- [What you have to do]
Return the entries below in full. Keep every word as it is.

Records excerpted from a collection
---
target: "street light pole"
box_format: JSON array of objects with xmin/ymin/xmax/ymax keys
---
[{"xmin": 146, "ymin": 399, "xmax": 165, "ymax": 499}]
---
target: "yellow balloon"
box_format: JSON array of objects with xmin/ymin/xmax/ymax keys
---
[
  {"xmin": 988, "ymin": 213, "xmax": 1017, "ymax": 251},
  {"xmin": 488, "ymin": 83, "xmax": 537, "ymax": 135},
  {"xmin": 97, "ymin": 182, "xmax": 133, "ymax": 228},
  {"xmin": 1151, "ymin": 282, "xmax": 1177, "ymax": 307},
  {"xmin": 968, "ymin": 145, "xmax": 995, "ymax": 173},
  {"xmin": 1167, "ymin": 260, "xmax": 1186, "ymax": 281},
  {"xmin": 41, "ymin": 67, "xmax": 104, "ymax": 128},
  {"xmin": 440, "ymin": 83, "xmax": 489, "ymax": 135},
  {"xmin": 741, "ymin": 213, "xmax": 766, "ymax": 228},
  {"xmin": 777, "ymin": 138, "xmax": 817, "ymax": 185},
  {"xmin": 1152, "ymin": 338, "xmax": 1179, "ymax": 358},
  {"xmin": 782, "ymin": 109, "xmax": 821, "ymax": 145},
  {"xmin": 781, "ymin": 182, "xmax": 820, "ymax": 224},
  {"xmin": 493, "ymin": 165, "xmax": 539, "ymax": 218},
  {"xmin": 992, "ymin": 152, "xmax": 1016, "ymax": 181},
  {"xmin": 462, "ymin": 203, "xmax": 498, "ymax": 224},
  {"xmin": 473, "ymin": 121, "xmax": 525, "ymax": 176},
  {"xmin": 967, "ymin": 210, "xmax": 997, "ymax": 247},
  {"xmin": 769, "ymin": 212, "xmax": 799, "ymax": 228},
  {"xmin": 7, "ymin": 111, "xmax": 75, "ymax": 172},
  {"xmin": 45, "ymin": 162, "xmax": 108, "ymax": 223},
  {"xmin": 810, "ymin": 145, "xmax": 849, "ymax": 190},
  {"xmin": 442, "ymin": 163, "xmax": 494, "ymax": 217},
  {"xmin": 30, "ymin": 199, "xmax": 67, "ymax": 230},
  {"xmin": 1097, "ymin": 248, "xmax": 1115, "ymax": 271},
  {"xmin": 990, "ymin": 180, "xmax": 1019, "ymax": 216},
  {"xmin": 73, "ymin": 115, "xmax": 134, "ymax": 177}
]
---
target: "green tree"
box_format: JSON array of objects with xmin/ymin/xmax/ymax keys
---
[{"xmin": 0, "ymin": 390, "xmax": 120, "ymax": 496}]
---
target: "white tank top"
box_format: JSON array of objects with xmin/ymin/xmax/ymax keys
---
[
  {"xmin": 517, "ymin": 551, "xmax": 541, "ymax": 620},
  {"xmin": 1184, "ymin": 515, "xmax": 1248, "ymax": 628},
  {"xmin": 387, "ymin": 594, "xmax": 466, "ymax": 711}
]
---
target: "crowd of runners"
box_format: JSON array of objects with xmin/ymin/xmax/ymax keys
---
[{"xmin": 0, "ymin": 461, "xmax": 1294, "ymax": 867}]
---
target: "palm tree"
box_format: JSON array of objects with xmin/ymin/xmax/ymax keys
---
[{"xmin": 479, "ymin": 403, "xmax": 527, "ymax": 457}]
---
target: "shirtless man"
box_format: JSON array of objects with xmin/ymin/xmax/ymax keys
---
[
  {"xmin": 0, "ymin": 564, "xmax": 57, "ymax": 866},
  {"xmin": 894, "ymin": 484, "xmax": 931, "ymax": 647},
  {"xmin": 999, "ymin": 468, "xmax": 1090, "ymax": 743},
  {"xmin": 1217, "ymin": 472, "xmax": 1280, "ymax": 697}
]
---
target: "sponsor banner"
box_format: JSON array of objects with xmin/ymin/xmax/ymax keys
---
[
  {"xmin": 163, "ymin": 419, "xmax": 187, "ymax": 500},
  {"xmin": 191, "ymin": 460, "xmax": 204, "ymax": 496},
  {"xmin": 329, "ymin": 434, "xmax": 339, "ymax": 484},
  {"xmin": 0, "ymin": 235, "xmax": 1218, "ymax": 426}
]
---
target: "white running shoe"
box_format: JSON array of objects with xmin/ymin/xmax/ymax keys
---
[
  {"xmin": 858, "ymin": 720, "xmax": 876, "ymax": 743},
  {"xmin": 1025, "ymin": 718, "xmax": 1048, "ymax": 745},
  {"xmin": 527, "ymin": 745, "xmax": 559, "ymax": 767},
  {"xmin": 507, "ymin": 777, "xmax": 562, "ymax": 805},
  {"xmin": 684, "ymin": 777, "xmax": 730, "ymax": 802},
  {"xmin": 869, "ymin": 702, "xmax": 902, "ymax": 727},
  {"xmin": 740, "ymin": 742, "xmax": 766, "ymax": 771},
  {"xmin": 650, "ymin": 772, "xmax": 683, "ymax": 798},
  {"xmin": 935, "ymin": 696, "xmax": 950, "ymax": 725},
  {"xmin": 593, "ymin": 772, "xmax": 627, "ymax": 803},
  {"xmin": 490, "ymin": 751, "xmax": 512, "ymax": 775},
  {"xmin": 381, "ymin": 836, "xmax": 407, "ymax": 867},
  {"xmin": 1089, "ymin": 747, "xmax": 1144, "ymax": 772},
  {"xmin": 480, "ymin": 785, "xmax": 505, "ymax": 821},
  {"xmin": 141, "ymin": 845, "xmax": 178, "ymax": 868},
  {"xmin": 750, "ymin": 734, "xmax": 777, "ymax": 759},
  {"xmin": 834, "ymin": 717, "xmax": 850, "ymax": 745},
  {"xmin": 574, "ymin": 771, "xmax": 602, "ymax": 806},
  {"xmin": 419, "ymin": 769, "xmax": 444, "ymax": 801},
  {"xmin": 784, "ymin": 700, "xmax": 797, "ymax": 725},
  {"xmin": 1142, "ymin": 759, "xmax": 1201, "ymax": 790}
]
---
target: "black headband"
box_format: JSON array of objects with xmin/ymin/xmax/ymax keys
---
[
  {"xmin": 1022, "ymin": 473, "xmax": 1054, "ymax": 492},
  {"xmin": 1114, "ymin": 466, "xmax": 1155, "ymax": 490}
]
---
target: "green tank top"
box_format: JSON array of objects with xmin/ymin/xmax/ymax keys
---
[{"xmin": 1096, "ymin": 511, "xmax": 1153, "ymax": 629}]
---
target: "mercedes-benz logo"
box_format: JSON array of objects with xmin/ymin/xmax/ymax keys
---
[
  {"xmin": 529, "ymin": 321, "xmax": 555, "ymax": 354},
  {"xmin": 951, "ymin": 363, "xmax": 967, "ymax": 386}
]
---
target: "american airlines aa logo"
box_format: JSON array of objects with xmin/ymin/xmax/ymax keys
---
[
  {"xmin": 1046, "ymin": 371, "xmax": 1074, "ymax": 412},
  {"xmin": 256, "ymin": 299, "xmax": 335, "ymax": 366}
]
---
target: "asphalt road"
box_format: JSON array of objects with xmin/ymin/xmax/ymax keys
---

- [Task answer]
---
target: "street light pole"
box_format: JSON array of objects with xmin/ymin/xmax/ymax keys
---
[{"xmin": 146, "ymin": 399, "xmax": 165, "ymax": 499}]
---
target: "yellow balloon"
box_format: JSON array of objects with xmin/ymin/xmax/ymax keys
---
[
  {"xmin": 988, "ymin": 213, "xmax": 1017, "ymax": 251},
  {"xmin": 488, "ymin": 83, "xmax": 537, "ymax": 135},
  {"xmin": 97, "ymin": 182, "xmax": 133, "ymax": 228},
  {"xmin": 1151, "ymin": 282, "xmax": 1177, "ymax": 307},
  {"xmin": 968, "ymin": 145, "xmax": 995, "ymax": 173},
  {"xmin": 1167, "ymin": 260, "xmax": 1186, "ymax": 281},
  {"xmin": 41, "ymin": 67, "xmax": 104, "ymax": 128},
  {"xmin": 440, "ymin": 83, "xmax": 489, "ymax": 135},
  {"xmin": 741, "ymin": 213, "xmax": 766, "ymax": 228},
  {"xmin": 777, "ymin": 138, "xmax": 817, "ymax": 185},
  {"xmin": 1152, "ymin": 338, "xmax": 1179, "ymax": 358},
  {"xmin": 782, "ymin": 109, "xmax": 821, "ymax": 145},
  {"xmin": 781, "ymin": 182, "xmax": 820, "ymax": 224},
  {"xmin": 493, "ymin": 165, "xmax": 539, "ymax": 218},
  {"xmin": 992, "ymin": 152, "xmax": 1016, "ymax": 181},
  {"xmin": 462, "ymin": 203, "xmax": 498, "ymax": 224},
  {"xmin": 473, "ymin": 121, "xmax": 525, "ymax": 176},
  {"xmin": 967, "ymin": 210, "xmax": 997, "ymax": 247},
  {"xmin": 769, "ymin": 212, "xmax": 799, "ymax": 228},
  {"xmin": 7, "ymin": 111, "xmax": 75, "ymax": 172},
  {"xmin": 45, "ymin": 162, "xmax": 108, "ymax": 223},
  {"xmin": 810, "ymin": 145, "xmax": 849, "ymax": 190},
  {"xmin": 442, "ymin": 163, "xmax": 494, "ymax": 217},
  {"xmin": 30, "ymin": 199, "xmax": 67, "ymax": 230},
  {"xmin": 1097, "ymin": 248, "xmax": 1115, "ymax": 271},
  {"xmin": 990, "ymin": 180, "xmax": 1019, "ymax": 216},
  {"xmin": 73, "ymin": 115, "xmax": 134, "ymax": 177}
]
---
target: "green tree"
box_format: JSON array of objects with xmin/ymin/xmax/ymax keys
---
[{"xmin": 0, "ymin": 390, "xmax": 120, "ymax": 496}]
---
target: "white tank top"
box_format: JSON array of objects with xmin/ymin/xmax/ymax keys
---
[
  {"xmin": 517, "ymin": 551, "xmax": 541, "ymax": 620},
  {"xmin": 1184, "ymin": 515, "xmax": 1248, "ymax": 628},
  {"xmin": 387, "ymin": 594, "xmax": 466, "ymax": 711}
]
---
target: "crowd of runners"
box_format: JSON array of objects with xmin/ymin/xmax/ymax keys
---
[{"xmin": 0, "ymin": 461, "xmax": 1294, "ymax": 867}]
---
target: "palm tree"
box_format: JSON array of objects with xmin/ymin/xmax/ymax keys
---
[{"xmin": 479, "ymin": 403, "xmax": 527, "ymax": 457}]
---
target: "shirtless man"
box_format: JSON array of objects with xmin/ymin/xmax/ymax keys
---
[
  {"xmin": 0, "ymin": 564, "xmax": 57, "ymax": 866},
  {"xmin": 894, "ymin": 484, "xmax": 931, "ymax": 647},
  {"xmin": 999, "ymin": 468, "xmax": 1090, "ymax": 743},
  {"xmin": 1217, "ymin": 472, "xmax": 1280, "ymax": 697}
]
---
target: "sponsor banner"
box_format: JSON array of objects with xmin/ymin/xmax/ymax keys
---
[
  {"xmin": 163, "ymin": 419, "xmax": 187, "ymax": 500},
  {"xmin": 191, "ymin": 460, "xmax": 204, "ymax": 496},
  {"xmin": 329, "ymin": 434, "xmax": 339, "ymax": 484},
  {"xmin": 0, "ymin": 235, "xmax": 1218, "ymax": 426}
]
---
target: "white running shoe"
box_format: JSON array of objects with xmin/ymin/xmax/ymax keys
---
[
  {"xmin": 858, "ymin": 720, "xmax": 876, "ymax": 743},
  {"xmin": 1025, "ymin": 718, "xmax": 1048, "ymax": 745},
  {"xmin": 527, "ymin": 745, "xmax": 559, "ymax": 767},
  {"xmin": 507, "ymin": 777, "xmax": 562, "ymax": 805},
  {"xmin": 684, "ymin": 777, "xmax": 730, "ymax": 802},
  {"xmin": 869, "ymin": 702, "xmax": 902, "ymax": 727},
  {"xmin": 740, "ymin": 742, "xmax": 766, "ymax": 771},
  {"xmin": 650, "ymin": 772, "xmax": 683, "ymax": 798},
  {"xmin": 935, "ymin": 696, "xmax": 950, "ymax": 725},
  {"xmin": 593, "ymin": 772, "xmax": 627, "ymax": 803},
  {"xmin": 490, "ymin": 751, "xmax": 512, "ymax": 775},
  {"xmin": 381, "ymin": 836, "xmax": 407, "ymax": 867},
  {"xmin": 1089, "ymin": 747, "xmax": 1144, "ymax": 772},
  {"xmin": 480, "ymin": 785, "xmax": 505, "ymax": 821},
  {"xmin": 141, "ymin": 845, "xmax": 178, "ymax": 868},
  {"xmin": 750, "ymin": 734, "xmax": 777, "ymax": 759},
  {"xmin": 834, "ymin": 717, "xmax": 850, "ymax": 745},
  {"xmin": 574, "ymin": 771, "xmax": 602, "ymax": 806},
  {"xmin": 419, "ymin": 769, "xmax": 444, "ymax": 801},
  {"xmin": 784, "ymin": 700, "xmax": 797, "ymax": 725},
  {"xmin": 1142, "ymin": 759, "xmax": 1201, "ymax": 790}
]
---
target: "black headband"
box_format: JSON array of objects with xmin/ymin/xmax/ymax keys
---
[
  {"xmin": 1022, "ymin": 473, "xmax": 1054, "ymax": 492},
  {"xmin": 1114, "ymin": 466, "xmax": 1155, "ymax": 490}
]
---
target: "green tank top"
box_format: JSON array of objects with xmin/ymin/xmax/ymax keys
---
[{"xmin": 1096, "ymin": 511, "xmax": 1153, "ymax": 629}]
---
target: "mercedes-benz logo"
box_format: JSON array of objects with xmin/ymin/xmax/ymax keys
---
[
  {"xmin": 529, "ymin": 321, "xmax": 555, "ymax": 354},
  {"xmin": 951, "ymin": 363, "xmax": 967, "ymax": 386}
]
---
target: "american airlines aa logo"
box_format: JSON array of objects with xmin/ymin/xmax/ymax keys
---
[
  {"xmin": 1046, "ymin": 371, "xmax": 1074, "ymax": 412},
  {"xmin": 256, "ymin": 299, "xmax": 335, "ymax": 366}
]
---
target: "asphalt road"
box_format: JSON array of objects with xmin/ymin/xmax/ymax keys
---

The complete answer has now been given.